> [Task to complete]: If a line in the records below contains the word "license", return that line.

> [Available data]:
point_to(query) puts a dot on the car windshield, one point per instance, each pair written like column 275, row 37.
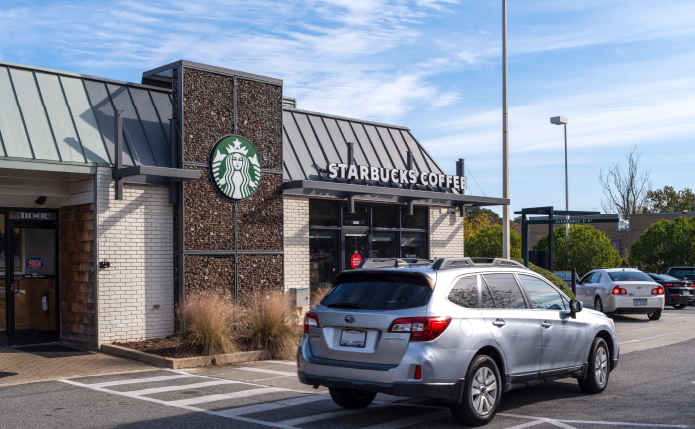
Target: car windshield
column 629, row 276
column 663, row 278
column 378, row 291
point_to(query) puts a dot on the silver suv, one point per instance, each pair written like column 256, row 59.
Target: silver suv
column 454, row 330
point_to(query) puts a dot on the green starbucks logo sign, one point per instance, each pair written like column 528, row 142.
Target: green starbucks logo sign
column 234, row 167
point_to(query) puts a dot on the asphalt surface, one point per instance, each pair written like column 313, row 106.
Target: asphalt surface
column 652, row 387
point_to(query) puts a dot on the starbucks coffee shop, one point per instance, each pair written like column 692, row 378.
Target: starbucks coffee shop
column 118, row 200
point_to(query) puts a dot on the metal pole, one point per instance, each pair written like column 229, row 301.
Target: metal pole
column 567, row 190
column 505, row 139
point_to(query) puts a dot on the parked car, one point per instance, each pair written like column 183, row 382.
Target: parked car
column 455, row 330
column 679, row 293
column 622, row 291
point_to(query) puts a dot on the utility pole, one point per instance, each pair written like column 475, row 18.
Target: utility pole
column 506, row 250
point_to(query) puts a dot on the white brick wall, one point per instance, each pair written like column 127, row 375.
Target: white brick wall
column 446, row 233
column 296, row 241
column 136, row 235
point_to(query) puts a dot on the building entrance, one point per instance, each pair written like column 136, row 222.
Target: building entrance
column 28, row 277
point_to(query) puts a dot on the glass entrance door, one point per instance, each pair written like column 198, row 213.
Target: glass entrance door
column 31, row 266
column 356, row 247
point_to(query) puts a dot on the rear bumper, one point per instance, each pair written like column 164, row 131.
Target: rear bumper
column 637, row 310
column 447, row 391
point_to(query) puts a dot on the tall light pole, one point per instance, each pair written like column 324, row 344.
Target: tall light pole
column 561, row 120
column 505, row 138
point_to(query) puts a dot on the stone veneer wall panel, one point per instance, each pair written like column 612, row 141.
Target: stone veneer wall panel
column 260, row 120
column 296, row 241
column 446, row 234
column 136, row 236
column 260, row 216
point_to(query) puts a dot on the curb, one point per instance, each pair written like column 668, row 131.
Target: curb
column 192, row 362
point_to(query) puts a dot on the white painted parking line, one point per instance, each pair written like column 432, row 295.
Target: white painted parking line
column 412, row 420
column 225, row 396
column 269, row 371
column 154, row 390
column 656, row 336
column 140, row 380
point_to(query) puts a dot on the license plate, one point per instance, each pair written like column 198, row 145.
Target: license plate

* * *

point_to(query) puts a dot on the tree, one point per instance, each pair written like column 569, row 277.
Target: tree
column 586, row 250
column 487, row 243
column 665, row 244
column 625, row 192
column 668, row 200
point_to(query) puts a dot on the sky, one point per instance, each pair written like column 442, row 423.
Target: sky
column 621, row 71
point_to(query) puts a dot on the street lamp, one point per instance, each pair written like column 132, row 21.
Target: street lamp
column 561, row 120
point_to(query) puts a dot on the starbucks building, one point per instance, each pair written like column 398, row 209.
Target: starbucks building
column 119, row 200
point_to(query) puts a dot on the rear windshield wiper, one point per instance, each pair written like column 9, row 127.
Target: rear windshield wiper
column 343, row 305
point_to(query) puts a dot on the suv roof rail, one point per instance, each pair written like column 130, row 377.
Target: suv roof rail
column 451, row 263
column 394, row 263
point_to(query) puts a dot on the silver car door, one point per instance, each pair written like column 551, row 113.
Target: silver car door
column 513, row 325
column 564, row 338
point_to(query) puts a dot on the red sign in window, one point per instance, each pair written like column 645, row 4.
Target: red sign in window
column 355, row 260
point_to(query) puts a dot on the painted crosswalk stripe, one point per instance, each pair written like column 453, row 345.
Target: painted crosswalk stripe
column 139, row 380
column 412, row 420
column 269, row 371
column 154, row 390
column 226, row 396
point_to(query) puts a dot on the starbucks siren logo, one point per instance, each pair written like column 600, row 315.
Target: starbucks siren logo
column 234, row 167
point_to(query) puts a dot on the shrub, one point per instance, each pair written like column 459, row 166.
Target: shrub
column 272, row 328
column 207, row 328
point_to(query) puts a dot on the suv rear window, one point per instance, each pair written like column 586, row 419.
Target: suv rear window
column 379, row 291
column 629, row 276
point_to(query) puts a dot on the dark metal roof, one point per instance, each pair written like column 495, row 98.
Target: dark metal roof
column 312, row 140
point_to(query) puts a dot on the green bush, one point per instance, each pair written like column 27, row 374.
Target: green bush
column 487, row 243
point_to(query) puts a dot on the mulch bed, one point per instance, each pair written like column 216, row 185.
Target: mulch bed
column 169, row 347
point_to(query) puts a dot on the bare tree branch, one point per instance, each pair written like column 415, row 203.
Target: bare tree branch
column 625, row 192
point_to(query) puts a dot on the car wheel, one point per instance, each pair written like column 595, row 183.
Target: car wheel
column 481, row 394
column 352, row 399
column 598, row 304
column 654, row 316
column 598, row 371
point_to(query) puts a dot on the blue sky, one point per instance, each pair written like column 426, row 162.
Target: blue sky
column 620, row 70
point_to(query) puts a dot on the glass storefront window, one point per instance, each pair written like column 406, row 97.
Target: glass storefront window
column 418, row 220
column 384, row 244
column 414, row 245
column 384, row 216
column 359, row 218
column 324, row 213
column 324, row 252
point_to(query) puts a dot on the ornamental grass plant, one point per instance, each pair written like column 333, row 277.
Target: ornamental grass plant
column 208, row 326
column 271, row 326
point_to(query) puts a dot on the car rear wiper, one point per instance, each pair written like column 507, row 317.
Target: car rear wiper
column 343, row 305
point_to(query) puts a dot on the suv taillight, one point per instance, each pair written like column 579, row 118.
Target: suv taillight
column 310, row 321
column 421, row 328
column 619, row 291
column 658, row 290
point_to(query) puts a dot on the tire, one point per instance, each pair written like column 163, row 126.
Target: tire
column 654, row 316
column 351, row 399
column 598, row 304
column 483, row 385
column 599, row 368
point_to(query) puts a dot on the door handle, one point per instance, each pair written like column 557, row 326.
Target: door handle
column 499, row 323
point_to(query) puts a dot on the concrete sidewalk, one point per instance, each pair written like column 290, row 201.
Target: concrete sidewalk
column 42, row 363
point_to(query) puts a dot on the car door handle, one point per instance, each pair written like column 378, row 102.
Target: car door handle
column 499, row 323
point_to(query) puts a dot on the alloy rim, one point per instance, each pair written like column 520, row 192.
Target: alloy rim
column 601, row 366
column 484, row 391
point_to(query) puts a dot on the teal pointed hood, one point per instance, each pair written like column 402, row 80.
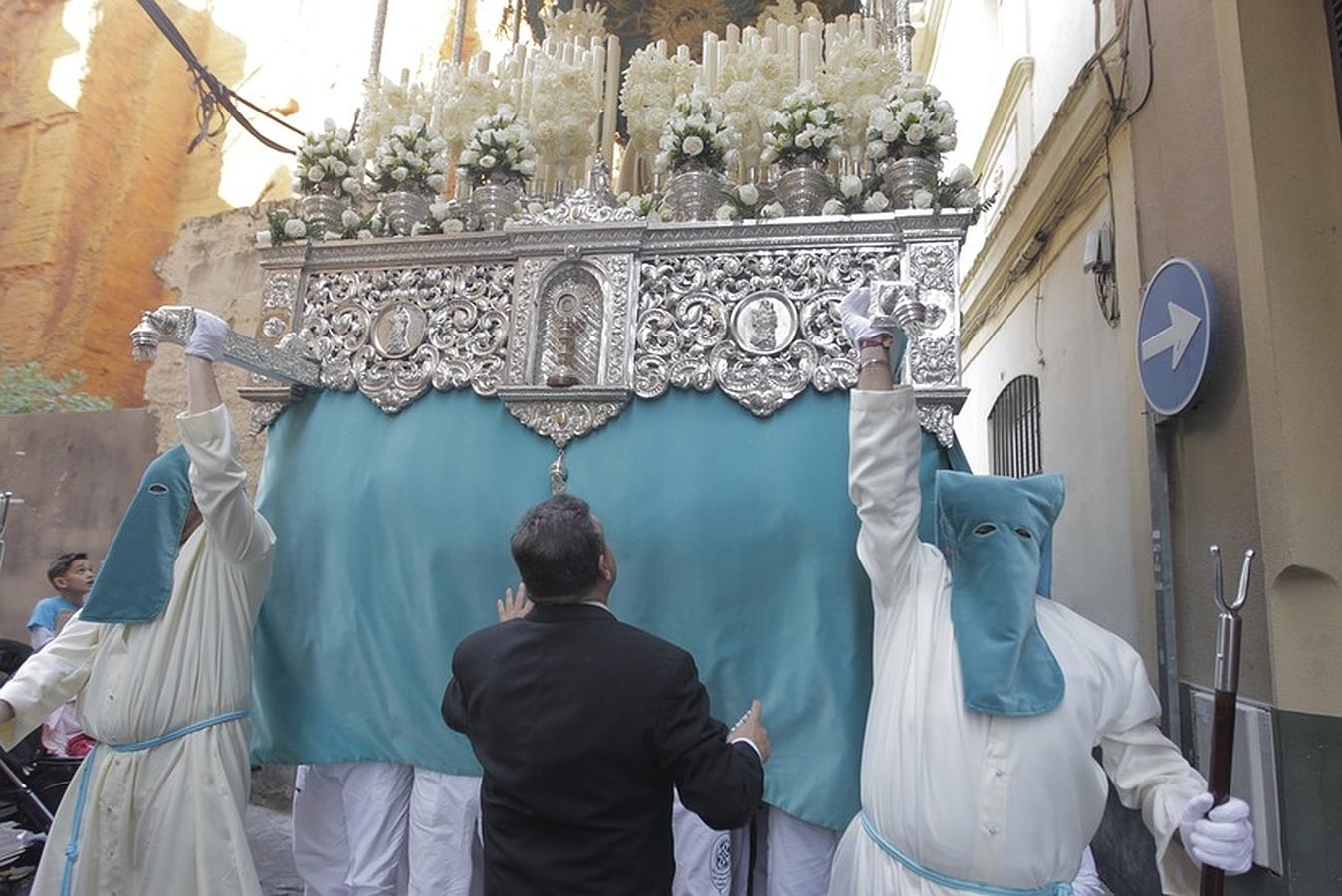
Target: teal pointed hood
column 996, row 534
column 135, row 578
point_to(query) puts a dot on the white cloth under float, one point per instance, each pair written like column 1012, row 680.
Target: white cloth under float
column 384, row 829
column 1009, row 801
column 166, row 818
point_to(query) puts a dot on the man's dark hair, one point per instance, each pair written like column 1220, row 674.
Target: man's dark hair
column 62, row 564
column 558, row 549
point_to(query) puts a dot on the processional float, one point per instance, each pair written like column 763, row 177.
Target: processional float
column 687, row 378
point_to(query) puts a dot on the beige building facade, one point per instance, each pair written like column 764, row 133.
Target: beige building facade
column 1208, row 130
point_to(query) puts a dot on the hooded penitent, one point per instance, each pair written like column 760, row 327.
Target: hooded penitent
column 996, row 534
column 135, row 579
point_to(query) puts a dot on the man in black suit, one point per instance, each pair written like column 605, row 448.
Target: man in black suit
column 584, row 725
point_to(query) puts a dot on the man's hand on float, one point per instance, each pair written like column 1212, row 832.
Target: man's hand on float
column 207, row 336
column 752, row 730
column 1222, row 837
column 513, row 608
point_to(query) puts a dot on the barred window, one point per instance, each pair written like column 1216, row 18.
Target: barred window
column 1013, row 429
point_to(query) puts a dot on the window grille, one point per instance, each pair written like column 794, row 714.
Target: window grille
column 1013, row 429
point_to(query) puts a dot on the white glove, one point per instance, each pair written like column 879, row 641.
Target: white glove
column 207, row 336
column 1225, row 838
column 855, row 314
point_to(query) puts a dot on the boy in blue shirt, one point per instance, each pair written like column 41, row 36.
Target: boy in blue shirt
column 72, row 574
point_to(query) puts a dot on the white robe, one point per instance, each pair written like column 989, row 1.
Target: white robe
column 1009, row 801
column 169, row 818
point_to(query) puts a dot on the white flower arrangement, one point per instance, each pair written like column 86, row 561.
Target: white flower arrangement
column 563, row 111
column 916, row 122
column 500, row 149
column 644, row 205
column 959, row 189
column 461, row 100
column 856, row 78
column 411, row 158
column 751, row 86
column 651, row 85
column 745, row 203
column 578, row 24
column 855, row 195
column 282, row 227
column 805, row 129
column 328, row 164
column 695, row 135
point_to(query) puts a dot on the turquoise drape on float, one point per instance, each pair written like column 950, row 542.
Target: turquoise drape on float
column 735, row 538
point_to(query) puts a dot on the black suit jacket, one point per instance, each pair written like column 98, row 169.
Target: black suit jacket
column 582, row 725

--

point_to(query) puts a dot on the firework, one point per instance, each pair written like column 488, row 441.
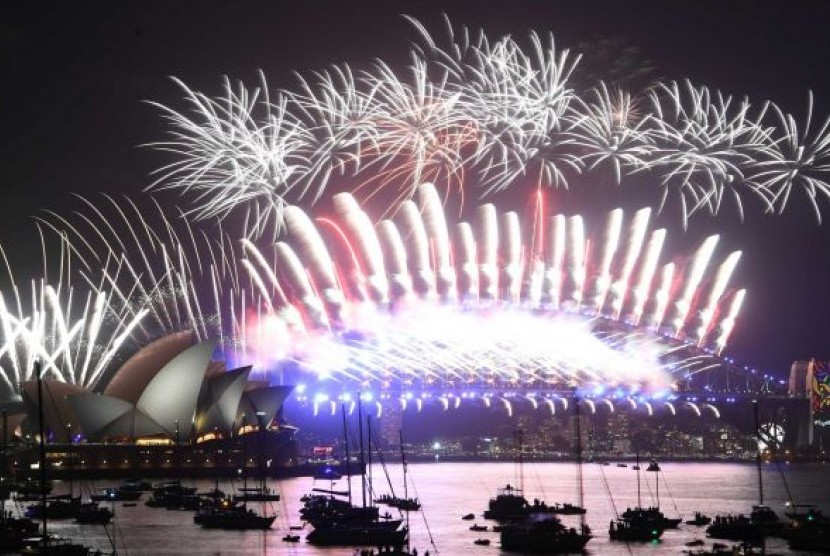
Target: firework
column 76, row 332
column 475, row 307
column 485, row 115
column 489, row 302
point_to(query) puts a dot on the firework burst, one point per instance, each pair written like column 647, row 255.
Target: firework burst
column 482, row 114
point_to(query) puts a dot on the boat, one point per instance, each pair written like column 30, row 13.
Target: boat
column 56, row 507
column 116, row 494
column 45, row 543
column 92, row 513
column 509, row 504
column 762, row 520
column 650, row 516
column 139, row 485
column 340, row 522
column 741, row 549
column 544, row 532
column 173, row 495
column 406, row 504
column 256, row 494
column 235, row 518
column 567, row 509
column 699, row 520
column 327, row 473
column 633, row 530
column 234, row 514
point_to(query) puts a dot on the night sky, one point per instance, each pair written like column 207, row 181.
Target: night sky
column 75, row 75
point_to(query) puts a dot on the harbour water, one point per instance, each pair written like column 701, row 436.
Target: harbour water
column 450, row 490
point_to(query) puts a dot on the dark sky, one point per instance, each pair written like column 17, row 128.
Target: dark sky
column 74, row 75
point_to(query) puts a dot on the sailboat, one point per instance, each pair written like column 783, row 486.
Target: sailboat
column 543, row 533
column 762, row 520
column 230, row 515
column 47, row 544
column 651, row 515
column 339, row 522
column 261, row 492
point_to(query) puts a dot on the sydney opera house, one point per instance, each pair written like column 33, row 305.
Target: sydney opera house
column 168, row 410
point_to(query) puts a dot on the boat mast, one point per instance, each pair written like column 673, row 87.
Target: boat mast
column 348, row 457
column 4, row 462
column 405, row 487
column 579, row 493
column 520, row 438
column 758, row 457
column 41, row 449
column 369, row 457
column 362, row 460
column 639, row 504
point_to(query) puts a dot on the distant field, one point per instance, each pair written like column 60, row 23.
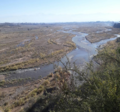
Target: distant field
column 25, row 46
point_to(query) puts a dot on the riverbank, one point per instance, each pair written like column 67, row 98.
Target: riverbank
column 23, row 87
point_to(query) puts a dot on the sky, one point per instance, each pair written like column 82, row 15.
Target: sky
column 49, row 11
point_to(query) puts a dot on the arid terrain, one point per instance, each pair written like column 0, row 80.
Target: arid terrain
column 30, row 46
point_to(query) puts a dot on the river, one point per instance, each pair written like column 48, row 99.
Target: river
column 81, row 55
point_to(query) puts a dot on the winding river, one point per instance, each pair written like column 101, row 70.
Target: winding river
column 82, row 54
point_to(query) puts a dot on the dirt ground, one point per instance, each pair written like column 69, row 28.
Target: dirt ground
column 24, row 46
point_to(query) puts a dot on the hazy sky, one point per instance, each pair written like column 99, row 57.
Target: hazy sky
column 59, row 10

> [Expected answer]:
point_to(query) puts a dot on the license plate, one point per instance, each pair written like column 198, row 145.
Target: license plate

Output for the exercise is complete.